* [Passage provided]:
=-=-=

Most graffiti's are products of individuals or at the very least, by young angry young men, who either do not understand their actions as to what it means, or they do not understand their past history, to mean what it suppose to mean, by their Graffiti.
"Kill Turks" or kill anything written on a wall is not a very nice thing to see at all. As a TC, if I saw that in the RoC, I would be offended, even though, I would make the connection, that it is meant for the Turkish Army and not the TC's, but the words Turk and Turkish is used so loosely by all Turkish speaking people, it can easily be mixed for both.
Most graffiti's are usually cleaned by the local authorities and not by individuals, so my question to you is, for how long was that graffiti there. If you saw it just once, then you don't really know when it was made, or how long before it was cleaned after you left. Also bearing in mind, to the RoC, they still consider the Turkish Army to be the enemy and there's still occupation on part of Cyprus, so when you make comparison to the Jews in Germany, as in if there were any anti semitism, that the Germans would be up in arms to find the culprit, is because the war has been long over in Germany, and the guilt of killing 6 million Jews remain as their ghost. You failed to mention how the Jews were treated during the war, so it is a little bit misplaced to make the comparison. There are often PKK graffiti on the walls in North London, but people go about their business as if there's nothing there, and just because people do not jump up and down screaming "Bloody Mary", it does not mean that they approve it.

=-=-=

[Entries from a point-annotation set]
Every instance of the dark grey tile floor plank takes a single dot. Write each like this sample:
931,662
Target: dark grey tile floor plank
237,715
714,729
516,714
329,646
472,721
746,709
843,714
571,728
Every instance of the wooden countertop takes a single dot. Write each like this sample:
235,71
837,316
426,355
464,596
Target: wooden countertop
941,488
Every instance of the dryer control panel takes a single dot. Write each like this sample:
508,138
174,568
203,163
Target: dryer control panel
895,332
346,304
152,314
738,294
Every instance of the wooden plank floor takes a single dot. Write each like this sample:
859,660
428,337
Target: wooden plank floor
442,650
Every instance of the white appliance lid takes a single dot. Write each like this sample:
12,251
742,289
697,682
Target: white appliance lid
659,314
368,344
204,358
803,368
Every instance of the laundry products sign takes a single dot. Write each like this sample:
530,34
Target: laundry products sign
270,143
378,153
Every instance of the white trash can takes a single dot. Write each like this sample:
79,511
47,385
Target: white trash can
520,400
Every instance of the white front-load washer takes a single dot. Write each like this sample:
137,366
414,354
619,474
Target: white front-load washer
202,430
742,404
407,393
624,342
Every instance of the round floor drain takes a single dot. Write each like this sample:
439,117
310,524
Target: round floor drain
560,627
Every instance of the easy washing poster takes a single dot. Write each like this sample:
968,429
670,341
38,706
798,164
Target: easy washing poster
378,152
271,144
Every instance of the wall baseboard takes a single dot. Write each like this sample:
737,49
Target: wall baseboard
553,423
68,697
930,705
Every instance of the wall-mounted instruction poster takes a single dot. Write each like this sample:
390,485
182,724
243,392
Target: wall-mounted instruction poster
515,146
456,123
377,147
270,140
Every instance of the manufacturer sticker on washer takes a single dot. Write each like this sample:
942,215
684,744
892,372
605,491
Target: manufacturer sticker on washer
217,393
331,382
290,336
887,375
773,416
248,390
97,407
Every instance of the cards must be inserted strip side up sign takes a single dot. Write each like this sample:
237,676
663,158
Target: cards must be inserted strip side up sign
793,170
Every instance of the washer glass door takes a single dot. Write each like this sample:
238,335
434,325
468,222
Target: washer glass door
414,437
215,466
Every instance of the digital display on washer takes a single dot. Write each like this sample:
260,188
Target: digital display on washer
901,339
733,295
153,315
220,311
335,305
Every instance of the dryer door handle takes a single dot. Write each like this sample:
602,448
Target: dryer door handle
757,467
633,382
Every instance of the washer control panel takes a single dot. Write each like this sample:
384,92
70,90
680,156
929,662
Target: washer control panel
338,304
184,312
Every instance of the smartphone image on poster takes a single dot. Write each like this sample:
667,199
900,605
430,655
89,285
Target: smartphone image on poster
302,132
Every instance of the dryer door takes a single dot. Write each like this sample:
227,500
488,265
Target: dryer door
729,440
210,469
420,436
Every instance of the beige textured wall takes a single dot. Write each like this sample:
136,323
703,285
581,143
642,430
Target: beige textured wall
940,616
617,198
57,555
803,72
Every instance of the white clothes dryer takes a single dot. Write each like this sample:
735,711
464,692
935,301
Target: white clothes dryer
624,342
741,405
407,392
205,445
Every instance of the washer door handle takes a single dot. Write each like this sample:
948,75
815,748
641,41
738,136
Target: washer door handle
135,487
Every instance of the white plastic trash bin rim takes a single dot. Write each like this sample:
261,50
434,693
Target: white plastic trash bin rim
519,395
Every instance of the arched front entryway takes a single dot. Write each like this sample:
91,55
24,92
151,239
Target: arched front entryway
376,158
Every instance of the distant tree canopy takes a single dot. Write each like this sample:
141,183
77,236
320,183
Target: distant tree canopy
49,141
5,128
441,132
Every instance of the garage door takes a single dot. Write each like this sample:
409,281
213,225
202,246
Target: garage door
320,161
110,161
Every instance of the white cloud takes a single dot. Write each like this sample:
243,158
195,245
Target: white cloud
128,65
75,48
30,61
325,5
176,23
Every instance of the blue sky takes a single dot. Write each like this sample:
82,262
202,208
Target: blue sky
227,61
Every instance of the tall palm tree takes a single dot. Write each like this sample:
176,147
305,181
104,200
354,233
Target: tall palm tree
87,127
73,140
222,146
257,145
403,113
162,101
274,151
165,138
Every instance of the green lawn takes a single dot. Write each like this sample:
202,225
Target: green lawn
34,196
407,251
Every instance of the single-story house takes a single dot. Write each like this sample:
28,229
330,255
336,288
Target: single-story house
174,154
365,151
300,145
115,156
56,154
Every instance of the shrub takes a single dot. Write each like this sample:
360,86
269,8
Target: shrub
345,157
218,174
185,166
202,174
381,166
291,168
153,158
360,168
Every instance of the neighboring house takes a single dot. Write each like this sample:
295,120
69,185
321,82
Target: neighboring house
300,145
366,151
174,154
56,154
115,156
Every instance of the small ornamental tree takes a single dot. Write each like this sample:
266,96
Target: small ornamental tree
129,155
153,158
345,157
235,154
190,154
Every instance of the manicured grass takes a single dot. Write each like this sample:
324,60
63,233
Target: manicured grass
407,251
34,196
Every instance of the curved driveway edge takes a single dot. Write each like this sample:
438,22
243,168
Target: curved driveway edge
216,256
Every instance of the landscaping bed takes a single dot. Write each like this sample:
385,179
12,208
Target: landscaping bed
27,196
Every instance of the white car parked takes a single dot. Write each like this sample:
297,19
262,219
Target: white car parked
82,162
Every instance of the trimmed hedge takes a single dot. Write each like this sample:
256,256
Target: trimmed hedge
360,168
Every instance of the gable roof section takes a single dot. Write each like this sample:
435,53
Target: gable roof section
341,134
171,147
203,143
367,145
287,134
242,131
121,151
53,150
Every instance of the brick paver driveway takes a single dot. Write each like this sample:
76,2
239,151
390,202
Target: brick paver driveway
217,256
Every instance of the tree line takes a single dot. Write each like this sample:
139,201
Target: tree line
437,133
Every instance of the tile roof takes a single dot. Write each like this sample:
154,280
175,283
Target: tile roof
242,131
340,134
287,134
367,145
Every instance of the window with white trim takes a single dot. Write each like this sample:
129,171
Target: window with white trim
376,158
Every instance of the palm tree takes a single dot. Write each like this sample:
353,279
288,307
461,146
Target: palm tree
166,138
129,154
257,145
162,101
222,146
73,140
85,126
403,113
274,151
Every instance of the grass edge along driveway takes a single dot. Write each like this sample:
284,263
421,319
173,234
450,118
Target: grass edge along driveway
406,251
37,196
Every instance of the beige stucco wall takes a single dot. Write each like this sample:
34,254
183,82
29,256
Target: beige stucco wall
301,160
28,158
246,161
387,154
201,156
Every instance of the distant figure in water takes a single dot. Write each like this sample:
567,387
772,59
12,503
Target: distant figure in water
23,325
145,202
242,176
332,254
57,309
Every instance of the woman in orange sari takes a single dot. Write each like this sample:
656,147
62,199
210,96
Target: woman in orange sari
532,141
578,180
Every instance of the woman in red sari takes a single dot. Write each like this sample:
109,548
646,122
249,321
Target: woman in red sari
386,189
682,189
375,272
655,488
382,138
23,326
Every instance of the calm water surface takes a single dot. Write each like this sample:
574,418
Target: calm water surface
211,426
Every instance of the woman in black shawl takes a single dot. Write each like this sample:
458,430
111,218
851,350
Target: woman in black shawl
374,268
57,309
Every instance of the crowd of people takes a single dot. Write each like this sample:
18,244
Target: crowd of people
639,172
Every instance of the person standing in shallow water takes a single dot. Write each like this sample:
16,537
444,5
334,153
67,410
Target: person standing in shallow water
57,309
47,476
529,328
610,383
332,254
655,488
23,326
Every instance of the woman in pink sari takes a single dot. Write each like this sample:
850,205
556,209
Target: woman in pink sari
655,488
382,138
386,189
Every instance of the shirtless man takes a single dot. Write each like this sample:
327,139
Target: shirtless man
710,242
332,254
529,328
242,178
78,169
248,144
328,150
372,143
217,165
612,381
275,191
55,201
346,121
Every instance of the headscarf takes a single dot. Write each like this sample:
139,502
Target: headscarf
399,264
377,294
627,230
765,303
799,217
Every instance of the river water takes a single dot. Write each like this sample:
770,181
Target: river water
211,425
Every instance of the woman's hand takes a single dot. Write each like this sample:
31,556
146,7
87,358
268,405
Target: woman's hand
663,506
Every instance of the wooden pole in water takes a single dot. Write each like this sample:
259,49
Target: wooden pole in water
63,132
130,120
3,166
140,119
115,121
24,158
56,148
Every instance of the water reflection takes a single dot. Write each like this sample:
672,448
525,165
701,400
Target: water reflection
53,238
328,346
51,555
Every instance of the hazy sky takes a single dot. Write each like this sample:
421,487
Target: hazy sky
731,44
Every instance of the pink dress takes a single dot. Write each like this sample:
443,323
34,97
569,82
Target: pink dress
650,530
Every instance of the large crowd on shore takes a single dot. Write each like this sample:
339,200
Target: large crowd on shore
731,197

=-=-=

Answer these questions using the graffiti post:
1. Who does the writer say the "Kill Turks" graffiti is meant for?
2. According to the post, who usually cleans graffiti?
3. Where does the post say PKK graffiti often appears?

* [Solved exercise]:
1. The Turkish Army, not the TCs.
2. The local authorities, not individuals.
3. On the walls in North London.